→ **STATED GOAL**
Rewrite the records starting at the line containing "Can you find the distant" and ending at the line containing "306], [1193, 347]]", changing "distant" to "far-off" and leaving everything else as it is.

→ **RECORD EXTRACTS**
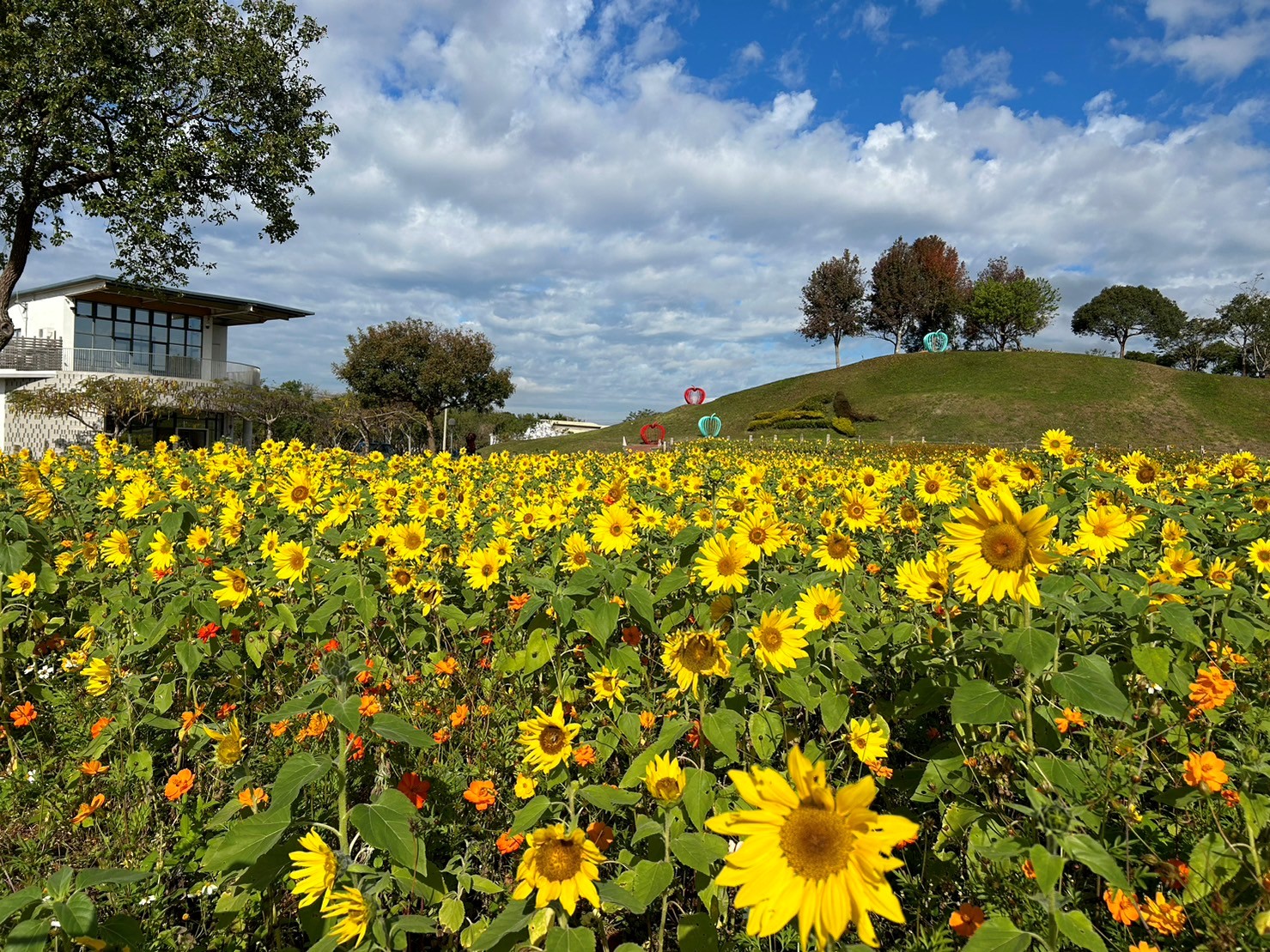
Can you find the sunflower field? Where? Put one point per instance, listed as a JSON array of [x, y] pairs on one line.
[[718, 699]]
* * *
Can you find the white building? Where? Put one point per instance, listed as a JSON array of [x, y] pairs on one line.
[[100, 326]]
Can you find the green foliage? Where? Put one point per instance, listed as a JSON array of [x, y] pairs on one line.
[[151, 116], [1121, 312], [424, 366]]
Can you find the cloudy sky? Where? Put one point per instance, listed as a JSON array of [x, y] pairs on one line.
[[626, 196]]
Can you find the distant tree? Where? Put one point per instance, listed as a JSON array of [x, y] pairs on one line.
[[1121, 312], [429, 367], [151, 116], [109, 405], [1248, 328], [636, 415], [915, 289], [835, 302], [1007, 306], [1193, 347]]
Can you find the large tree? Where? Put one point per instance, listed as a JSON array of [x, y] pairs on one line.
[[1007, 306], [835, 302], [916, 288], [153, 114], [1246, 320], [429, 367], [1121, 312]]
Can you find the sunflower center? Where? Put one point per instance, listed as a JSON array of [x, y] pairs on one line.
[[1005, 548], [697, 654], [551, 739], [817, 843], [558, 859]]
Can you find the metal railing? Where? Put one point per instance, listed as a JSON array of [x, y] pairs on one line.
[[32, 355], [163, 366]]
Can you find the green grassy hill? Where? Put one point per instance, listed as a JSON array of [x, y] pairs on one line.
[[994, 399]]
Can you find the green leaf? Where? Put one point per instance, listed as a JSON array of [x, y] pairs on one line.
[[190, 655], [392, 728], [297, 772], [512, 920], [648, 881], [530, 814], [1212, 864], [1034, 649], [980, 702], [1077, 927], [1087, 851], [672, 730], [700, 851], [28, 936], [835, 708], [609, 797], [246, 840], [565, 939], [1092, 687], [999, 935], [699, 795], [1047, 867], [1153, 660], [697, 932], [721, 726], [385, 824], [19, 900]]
---
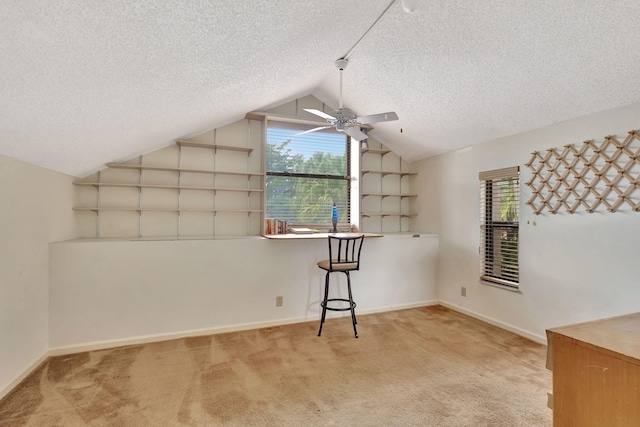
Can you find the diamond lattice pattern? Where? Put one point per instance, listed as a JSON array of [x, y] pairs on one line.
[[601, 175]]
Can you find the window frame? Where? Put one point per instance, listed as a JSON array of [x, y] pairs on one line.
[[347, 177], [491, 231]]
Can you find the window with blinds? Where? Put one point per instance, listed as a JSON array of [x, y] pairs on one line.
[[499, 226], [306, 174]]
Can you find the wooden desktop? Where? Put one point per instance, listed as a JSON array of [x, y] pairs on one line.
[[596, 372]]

→ **FULL SOLUTION**
Can you find the far-off tree? Where? Put one point per instance, listed as a JSON array of [x, y] pairs on one line.
[[1121, 312], [429, 367], [151, 116], [109, 405], [1248, 328], [636, 415], [915, 289], [835, 302], [1007, 306], [1193, 347]]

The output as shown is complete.